◆ What to do ◆
Copy the material from the line with "the conifer hedge." through the end of the material, keeping the requests as they are, and shift every number in the SVG answers, viewBox values and path coordinates alike, up by 48.

◆ Data ◆

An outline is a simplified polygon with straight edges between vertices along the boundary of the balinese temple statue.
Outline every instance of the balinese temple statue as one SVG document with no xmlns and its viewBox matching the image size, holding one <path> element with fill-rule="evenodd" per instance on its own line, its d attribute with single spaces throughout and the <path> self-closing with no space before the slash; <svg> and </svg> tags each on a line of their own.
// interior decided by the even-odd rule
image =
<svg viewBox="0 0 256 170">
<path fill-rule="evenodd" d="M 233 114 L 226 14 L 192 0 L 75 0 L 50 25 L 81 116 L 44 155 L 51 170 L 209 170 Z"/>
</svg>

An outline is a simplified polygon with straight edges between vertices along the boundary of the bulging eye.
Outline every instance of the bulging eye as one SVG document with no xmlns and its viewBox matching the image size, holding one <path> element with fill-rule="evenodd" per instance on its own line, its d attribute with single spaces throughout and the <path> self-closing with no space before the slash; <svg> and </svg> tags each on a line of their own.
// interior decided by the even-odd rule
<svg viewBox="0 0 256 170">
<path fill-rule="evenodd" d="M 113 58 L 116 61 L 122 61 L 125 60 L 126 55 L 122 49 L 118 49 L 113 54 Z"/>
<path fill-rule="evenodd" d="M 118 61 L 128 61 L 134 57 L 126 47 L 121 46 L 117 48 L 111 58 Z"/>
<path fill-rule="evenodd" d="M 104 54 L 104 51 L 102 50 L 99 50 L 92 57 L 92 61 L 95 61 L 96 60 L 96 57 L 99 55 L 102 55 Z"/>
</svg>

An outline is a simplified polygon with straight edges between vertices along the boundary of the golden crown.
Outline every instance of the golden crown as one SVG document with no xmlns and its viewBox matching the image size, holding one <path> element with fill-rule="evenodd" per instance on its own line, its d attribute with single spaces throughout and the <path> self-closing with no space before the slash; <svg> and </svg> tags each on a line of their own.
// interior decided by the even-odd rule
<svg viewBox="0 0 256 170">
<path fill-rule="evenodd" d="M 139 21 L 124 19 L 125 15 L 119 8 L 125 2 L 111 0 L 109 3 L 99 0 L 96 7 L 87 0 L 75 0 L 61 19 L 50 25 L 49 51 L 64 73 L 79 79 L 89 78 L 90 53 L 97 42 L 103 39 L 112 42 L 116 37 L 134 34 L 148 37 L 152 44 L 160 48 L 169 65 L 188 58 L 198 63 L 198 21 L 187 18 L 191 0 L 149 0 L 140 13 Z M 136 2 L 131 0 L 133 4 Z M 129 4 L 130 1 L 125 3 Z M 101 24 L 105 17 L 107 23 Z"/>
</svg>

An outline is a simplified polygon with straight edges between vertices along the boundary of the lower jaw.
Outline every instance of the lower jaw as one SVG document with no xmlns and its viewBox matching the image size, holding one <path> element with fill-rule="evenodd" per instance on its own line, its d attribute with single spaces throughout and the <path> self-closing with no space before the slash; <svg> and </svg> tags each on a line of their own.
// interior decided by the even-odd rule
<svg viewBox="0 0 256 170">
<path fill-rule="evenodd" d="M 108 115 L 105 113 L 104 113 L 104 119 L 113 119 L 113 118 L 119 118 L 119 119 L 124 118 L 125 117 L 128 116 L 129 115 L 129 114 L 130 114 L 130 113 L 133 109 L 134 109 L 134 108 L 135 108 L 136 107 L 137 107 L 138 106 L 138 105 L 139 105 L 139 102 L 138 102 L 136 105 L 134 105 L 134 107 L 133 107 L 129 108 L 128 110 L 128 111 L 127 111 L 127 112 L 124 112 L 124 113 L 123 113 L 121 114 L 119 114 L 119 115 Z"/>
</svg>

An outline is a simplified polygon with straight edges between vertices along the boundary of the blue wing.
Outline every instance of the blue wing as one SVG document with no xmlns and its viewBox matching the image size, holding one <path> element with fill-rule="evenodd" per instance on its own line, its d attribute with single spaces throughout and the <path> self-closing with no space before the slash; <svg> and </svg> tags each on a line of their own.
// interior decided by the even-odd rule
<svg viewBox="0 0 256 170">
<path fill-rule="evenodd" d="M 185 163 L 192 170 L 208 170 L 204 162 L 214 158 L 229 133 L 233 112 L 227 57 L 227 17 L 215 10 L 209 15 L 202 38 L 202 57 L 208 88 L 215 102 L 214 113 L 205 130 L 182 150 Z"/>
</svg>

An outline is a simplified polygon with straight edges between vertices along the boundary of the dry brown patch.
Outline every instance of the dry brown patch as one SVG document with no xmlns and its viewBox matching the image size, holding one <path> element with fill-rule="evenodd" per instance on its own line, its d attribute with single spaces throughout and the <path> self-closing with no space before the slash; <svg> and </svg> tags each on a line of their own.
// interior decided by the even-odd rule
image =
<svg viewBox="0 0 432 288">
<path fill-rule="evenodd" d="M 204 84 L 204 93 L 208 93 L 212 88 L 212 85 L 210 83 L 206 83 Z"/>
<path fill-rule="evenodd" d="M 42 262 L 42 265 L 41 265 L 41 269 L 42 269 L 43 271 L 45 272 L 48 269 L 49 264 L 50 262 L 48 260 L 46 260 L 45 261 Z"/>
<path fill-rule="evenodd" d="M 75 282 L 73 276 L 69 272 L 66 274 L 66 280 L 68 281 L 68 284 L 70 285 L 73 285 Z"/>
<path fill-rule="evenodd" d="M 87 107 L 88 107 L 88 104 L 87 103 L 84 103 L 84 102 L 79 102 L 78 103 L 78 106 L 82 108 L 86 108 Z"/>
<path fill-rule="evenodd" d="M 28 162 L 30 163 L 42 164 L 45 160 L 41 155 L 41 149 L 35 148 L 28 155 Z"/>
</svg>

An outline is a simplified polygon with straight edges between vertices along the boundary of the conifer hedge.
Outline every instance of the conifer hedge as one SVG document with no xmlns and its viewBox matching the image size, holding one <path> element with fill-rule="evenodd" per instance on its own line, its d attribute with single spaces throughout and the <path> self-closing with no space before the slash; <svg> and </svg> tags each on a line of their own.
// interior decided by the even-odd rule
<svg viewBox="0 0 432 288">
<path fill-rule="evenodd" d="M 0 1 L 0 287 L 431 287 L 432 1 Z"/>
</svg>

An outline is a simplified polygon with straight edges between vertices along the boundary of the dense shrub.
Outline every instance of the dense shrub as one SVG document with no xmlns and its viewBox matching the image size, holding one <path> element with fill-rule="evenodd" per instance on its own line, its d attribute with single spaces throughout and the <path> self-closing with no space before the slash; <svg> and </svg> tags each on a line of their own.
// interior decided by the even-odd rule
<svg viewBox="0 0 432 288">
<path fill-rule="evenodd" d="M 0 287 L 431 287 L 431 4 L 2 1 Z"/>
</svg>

◆ Result for this task ◆
An outline is a simplified polygon with straight edges between vertices along the boundary of the conifer hedge.
Outline every instance of the conifer hedge as one SVG document with no xmlns and its viewBox matching the image size, holding one <path> element with fill-rule="evenodd" per instance on its own line, its d attribute with single spaces throughout and the <path> self-closing with no space before the slash; <svg> and </svg> tags each on a line of their own.
// interior decided by the even-odd rule
<svg viewBox="48 48 480 336">
<path fill-rule="evenodd" d="M 48 49 L 48 335 L 479 335 L 480 49 Z"/>
</svg>

An outline is a simplified polygon with straight edges between vertices along the boundary of the dense shrub.
Outline every instance of the dense shrub as one SVG document with no xmlns and its viewBox matching the image size, holding one <path> element with fill-rule="evenodd" per instance on its own line, its d attribute with single spaces throughout and the <path> self-closing with no space before the slash; <svg> and </svg> tags each on a line of their own.
// interior decided by the even-odd rule
<svg viewBox="48 48 480 336">
<path fill-rule="evenodd" d="M 48 335 L 479 335 L 479 52 L 50 49 Z"/>
</svg>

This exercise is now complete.